WHAT IS ASKED
Could you convert the records below into a numbered list and leave out any blank lines?

** start of INPUT FOR THIS TASK **

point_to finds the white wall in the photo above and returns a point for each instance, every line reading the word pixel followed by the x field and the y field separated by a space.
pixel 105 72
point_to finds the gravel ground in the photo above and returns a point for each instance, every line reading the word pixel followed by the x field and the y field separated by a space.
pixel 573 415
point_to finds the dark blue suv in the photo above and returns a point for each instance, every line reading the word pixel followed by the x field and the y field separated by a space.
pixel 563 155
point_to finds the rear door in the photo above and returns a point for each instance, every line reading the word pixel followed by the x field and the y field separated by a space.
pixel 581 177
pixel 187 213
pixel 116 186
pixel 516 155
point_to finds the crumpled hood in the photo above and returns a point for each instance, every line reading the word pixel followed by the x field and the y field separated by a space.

** end of INPUT FOR THIS TASK **

COMPLETED TASK
1. point_to finds the white wall in the photo above and returns a point for each instance, every line reading the word pixel followed by the x field and the y field separated by a space.
2. pixel 105 72
3. point_to finds the gravel ground in the photo above and returns a point for each instance, every line reading the word pixel followed by the x field and the y field separated by a space.
4. pixel 573 415
5. point_to finds the dark blue suv in the photo above and returns a point for each instance, every line reading the word pixel followed by the x field and the y field separated by a space.
6. pixel 563 155
7. point_to finds the rear door in the photo above and returns a point for each instance, every line reading the word pixel followed by the x field and the y field separated by a space.
8. pixel 581 177
9. pixel 187 213
10. pixel 116 186
11. pixel 516 155
12. point_to finds the crumpled hood in the photo above and returns a point for each instance, every line reading the word pixel followed by the x field and the y field separated by a space.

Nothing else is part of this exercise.